Render the material as a Markdown table with the columns No. and Text, starting at its first line and ending at the line containing "pixel 832 543", both ends included. Omit blank lines.

Input data
START

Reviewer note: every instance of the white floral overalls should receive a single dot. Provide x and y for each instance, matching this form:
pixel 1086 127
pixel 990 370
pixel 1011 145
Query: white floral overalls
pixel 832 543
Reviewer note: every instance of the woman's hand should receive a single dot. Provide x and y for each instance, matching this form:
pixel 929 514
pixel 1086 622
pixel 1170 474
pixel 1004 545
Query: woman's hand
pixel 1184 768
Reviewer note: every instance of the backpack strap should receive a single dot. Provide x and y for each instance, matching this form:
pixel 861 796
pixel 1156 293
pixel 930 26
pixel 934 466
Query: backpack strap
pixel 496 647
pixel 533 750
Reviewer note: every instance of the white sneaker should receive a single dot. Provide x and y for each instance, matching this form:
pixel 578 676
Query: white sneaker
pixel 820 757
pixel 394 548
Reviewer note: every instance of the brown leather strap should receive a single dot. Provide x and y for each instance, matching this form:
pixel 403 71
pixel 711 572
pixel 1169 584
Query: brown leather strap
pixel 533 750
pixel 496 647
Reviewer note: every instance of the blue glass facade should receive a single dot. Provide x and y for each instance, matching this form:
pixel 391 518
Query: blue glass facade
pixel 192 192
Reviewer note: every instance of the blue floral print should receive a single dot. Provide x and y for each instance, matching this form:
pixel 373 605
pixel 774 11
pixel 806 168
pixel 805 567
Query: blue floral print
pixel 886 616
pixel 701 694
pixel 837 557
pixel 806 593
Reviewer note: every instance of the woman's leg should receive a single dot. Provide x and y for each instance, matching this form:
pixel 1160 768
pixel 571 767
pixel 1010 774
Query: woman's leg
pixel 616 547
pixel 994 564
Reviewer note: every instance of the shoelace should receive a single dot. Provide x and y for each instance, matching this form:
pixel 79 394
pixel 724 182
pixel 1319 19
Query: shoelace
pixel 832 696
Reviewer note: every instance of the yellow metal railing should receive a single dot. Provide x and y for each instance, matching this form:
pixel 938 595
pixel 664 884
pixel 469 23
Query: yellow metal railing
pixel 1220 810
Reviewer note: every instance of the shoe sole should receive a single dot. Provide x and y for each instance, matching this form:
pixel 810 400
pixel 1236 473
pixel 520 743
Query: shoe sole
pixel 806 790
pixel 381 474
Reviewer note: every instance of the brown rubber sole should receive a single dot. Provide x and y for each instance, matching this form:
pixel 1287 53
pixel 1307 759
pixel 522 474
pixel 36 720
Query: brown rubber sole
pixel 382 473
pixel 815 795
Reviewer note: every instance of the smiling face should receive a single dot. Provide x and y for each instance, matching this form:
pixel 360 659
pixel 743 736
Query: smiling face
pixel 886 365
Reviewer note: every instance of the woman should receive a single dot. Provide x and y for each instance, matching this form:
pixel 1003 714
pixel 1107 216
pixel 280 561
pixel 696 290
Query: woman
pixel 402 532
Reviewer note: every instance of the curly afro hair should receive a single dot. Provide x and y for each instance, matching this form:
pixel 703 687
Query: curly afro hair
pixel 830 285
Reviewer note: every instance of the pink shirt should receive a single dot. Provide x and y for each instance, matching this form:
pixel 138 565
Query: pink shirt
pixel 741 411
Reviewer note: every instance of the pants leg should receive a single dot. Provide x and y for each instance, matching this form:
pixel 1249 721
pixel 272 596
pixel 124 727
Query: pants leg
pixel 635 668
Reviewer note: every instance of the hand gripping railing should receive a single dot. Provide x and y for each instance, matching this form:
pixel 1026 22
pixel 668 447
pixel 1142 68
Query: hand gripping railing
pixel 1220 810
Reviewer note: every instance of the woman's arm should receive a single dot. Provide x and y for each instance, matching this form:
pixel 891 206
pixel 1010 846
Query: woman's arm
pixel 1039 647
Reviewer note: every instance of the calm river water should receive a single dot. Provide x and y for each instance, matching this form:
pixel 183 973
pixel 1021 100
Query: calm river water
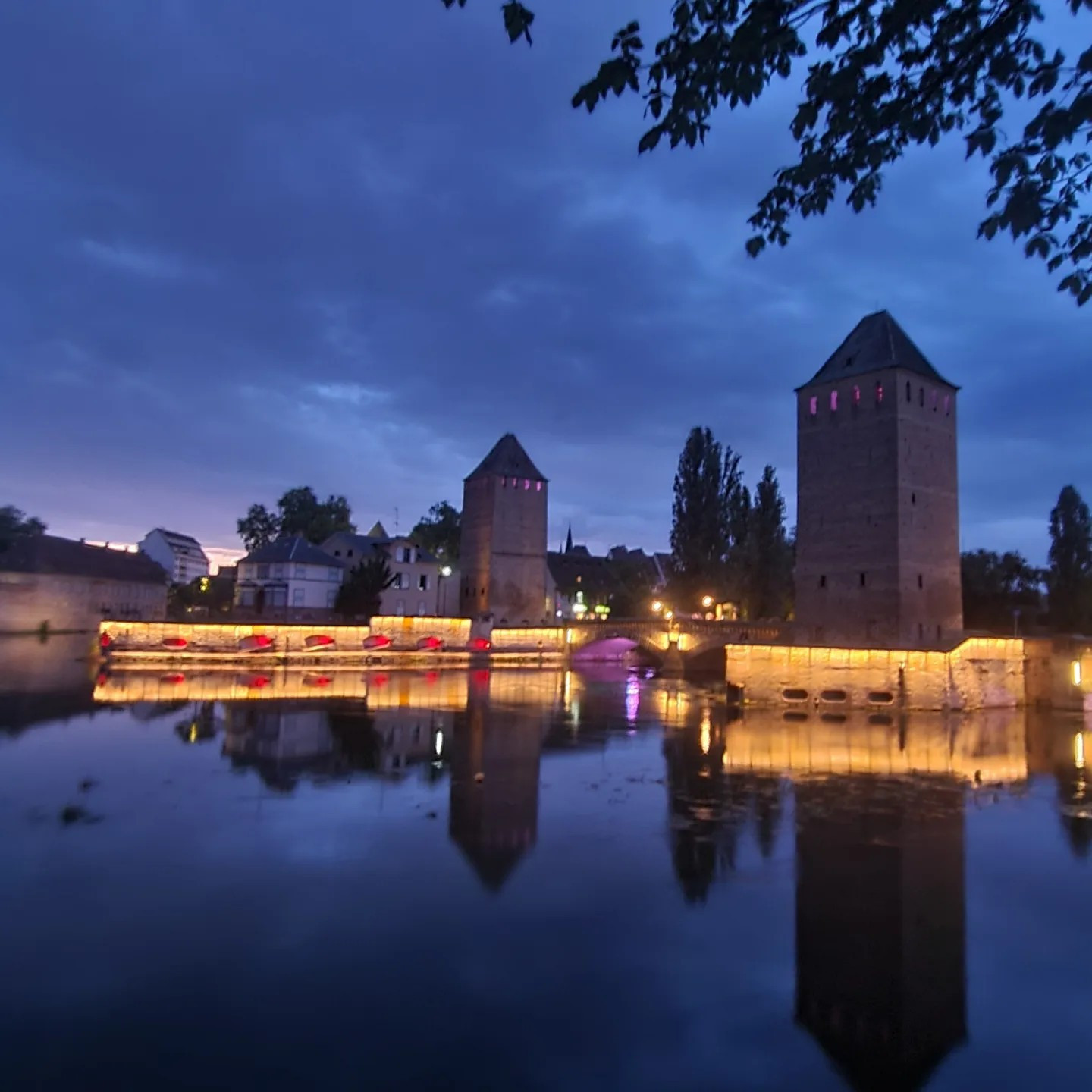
pixel 529 880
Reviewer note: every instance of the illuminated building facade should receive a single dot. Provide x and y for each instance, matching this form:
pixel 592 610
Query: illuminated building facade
pixel 504 538
pixel 877 545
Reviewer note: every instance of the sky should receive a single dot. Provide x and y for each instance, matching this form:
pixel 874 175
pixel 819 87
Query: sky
pixel 259 245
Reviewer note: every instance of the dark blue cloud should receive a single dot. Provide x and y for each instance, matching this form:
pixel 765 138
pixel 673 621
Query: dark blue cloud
pixel 248 247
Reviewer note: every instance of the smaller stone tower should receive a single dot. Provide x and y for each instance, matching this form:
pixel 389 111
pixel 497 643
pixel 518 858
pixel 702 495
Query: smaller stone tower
pixel 877 521
pixel 504 538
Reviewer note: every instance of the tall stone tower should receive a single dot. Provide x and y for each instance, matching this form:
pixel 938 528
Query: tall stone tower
pixel 877 526
pixel 504 538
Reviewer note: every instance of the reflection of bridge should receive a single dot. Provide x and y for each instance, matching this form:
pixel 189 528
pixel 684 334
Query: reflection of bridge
pixel 682 639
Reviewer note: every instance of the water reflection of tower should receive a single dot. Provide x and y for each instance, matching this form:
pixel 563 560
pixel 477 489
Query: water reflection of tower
pixel 495 821
pixel 710 807
pixel 880 928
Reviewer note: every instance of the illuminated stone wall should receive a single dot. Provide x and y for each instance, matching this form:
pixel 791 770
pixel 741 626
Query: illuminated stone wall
pixel 29 600
pixel 982 673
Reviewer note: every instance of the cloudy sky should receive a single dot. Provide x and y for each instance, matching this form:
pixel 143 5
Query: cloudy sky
pixel 258 243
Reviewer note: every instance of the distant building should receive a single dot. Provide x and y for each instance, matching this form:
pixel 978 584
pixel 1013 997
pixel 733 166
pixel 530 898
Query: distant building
pixel 583 585
pixel 421 585
pixel 180 556
pixel 504 538
pixel 70 585
pixel 287 577
pixel 877 541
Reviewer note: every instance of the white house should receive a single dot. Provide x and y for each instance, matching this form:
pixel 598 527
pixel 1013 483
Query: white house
pixel 423 585
pixel 288 575
pixel 179 555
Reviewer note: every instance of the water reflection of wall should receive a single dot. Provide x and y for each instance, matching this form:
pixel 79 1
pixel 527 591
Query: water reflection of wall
pixel 44 680
pixel 496 752
pixel 880 925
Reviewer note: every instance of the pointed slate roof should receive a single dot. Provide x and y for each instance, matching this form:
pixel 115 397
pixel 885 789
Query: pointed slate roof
pixel 877 342
pixel 508 459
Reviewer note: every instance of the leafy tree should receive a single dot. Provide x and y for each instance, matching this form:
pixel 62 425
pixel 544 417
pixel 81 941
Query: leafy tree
pixel 883 76
pixel 439 532
pixel 360 593
pixel 707 479
pixel 768 553
pixel 996 587
pixel 15 523
pixel 258 528
pixel 300 513
pixel 1069 578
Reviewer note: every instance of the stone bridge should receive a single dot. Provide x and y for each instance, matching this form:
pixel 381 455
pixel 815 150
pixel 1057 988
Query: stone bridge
pixel 678 642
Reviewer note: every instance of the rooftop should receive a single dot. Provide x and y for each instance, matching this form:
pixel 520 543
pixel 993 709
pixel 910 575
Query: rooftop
pixel 296 550
pixel 876 342
pixel 49 554
pixel 508 459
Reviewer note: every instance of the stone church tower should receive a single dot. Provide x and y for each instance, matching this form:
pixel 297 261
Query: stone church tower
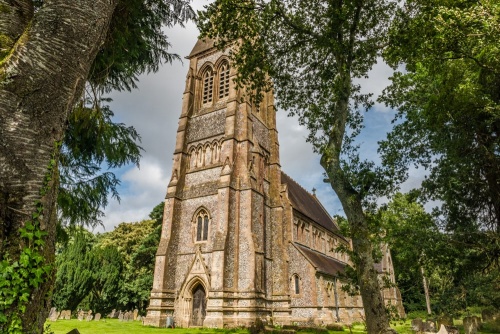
pixel 240 239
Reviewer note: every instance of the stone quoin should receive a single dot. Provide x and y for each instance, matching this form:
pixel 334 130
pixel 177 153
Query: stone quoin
pixel 240 239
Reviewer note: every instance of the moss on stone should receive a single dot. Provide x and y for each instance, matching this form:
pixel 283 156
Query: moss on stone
pixel 5 8
pixel 6 44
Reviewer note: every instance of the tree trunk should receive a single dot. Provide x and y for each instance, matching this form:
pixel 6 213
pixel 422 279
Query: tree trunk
pixel 426 291
pixel 377 320
pixel 41 77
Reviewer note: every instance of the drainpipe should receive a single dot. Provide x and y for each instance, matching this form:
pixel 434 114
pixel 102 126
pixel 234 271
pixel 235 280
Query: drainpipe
pixel 336 299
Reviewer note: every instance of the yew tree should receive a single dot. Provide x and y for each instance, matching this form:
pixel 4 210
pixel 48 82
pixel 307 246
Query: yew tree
pixel 311 53
pixel 49 51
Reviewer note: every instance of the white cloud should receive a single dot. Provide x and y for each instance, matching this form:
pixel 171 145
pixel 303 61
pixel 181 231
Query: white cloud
pixel 154 111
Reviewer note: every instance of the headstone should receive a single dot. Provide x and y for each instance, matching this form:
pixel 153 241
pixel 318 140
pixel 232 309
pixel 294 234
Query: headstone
pixel 417 325
pixel 73 331
pixel 429 326
pixel 442 330
pixel 53 314
pixel 445 320
pixel 113 314
pixel 477 321
pixel 489 315
pixel 470 326
pixel 65 314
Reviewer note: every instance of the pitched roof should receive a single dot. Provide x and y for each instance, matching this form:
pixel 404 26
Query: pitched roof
pixel 200 46
pixel 322 263
pixel 307 204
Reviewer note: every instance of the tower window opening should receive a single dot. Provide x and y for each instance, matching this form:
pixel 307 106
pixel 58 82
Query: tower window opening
pixel 224 81
pixel 208 86
pixel 202 221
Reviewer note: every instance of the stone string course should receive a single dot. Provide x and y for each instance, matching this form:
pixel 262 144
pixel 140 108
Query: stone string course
pixel 227 162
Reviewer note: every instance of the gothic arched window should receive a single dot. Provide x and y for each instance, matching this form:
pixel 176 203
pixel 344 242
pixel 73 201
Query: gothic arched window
pixel 208 86
pixel 296 283
pixel 224 80
pixel 202 221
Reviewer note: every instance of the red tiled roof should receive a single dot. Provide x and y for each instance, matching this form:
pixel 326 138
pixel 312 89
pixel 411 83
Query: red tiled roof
pixel 322 263
pixel 307 204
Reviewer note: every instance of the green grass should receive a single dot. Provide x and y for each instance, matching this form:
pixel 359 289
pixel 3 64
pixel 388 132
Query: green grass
pixel 114 326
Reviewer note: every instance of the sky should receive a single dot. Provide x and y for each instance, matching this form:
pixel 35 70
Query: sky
pixel 154 109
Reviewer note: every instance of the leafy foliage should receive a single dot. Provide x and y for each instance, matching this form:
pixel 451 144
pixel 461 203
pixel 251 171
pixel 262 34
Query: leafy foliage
pixel 112 270
pixel 19 277
pixel 310 53
pixel 449 115
pixel 136 43
pixel 75 270
pixel 92 140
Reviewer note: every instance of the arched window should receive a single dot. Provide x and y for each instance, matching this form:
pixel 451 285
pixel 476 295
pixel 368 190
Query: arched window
pixel 208 86
pixel 202 226
pixel 296 283
pixel 224 80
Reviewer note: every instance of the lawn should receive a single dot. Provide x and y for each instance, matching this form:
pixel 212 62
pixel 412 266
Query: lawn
pixel 115 326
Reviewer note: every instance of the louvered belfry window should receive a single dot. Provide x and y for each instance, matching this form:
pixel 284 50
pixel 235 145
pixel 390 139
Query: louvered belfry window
pixel 208 86
pixel 224 81
pixel 202 226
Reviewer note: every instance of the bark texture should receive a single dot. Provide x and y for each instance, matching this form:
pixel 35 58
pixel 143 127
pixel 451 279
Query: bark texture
pixel 41 77
pixel 377 320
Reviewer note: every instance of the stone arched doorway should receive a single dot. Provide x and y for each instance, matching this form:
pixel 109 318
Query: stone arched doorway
pixel 199 306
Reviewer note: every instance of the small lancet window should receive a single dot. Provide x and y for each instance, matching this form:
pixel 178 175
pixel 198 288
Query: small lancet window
pixel 224 80
pixel 202 226
pixel 208 86
pixel 296 282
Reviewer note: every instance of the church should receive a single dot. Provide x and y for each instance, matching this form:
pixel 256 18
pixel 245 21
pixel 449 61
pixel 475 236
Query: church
pixel 240 239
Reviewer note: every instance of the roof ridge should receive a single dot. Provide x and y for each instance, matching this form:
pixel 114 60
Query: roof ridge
pixel 318 252
pixel 297 184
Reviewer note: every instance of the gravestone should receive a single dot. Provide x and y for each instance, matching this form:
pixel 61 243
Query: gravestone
pixel 417 325
pixel 53 315
pixel 489 315
pixel 477 320
pixel 470 326
pixel 442 330
pixel 73 331
pixel 445 320
pixel 429 326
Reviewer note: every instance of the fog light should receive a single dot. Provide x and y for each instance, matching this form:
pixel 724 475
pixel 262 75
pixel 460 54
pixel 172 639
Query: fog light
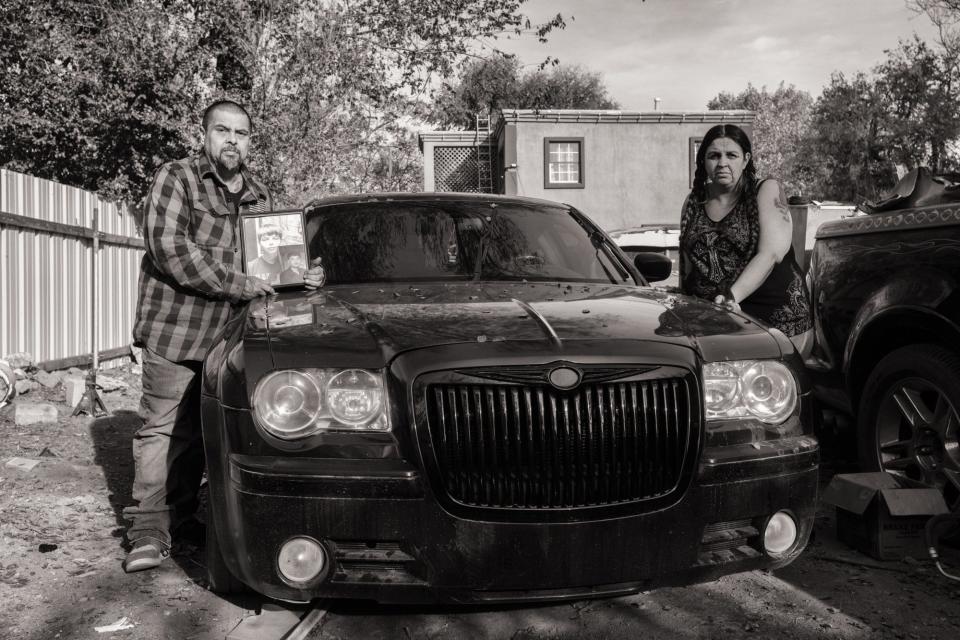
pixel 780 534
pixel 301 560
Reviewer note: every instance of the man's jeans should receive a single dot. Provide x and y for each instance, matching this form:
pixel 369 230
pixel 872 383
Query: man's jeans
pixel 168 448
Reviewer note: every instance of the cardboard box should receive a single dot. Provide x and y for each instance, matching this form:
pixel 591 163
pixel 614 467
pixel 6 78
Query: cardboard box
pixel 883 515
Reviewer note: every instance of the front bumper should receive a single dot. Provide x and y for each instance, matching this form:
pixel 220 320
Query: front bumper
pixel 388 538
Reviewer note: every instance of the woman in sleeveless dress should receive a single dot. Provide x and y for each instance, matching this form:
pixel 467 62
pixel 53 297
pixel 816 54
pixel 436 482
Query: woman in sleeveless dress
pixel 736 239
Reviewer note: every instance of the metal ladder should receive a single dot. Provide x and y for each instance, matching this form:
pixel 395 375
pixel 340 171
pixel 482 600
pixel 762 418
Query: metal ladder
pixel 484 154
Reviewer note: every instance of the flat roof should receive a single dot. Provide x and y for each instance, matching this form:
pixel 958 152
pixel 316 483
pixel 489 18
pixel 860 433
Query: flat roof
pixel 605 116
pixel 735 116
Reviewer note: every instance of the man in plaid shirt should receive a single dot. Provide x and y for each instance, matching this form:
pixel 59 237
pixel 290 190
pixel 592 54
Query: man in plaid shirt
pixel 190 278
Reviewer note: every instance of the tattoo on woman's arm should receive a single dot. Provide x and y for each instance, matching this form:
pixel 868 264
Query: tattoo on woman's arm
pixel 780 202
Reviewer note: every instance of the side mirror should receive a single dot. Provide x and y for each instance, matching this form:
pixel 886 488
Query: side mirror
pixel 653 266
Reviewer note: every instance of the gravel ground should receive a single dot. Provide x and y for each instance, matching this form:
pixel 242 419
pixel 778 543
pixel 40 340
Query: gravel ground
pixel 61 538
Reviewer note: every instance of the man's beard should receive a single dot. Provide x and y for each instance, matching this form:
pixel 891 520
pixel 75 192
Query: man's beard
pixel 231 163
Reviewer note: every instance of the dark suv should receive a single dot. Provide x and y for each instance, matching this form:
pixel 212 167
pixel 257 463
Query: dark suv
pixel 886 292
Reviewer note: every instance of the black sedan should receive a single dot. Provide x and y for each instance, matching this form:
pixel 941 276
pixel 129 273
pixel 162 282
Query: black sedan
pixel 487 402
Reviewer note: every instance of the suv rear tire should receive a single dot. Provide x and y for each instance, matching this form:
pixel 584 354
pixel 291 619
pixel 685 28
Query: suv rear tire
pixel 908 421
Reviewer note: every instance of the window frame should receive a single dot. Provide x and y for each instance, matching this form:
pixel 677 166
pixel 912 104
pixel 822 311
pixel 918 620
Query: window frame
pixel 693 145
pixel 547 184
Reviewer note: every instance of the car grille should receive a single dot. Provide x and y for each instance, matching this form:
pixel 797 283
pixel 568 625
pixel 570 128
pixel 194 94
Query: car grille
pixel 530 446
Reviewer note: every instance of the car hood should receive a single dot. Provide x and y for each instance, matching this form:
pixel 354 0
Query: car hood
pixel 366 326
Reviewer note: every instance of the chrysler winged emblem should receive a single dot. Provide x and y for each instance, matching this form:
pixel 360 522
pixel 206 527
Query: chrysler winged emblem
pixel 564 377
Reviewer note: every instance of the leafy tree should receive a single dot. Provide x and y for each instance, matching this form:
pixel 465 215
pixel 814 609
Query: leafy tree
pixel 922 104
pixel 91 95
pixel 781 123
pixel 846 154
pixel 485 86
pixel 98 94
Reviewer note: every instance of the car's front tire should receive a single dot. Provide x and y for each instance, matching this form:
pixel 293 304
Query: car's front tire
pixel 908 421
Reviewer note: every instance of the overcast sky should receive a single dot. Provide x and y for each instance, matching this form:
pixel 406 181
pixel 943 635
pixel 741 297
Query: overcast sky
pixel 687 51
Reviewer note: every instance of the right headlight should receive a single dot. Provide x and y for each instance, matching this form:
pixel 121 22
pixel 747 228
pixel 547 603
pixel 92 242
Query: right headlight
pixel 765 390
pixel 297 403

END

Solution
| No. | Text |
|---|---|
| 1 | Reviewer note: every instance of the white floral overalls should receive a single dot. Provide x and y for each instance, matching this form: |
| 2 | pixel 1086 127 |
| 3 | pixel 990 370 |
| 4 | pixel 1011 145 |
| 5 | Query: white floral overalls |
| 6 | pixel 832 543 |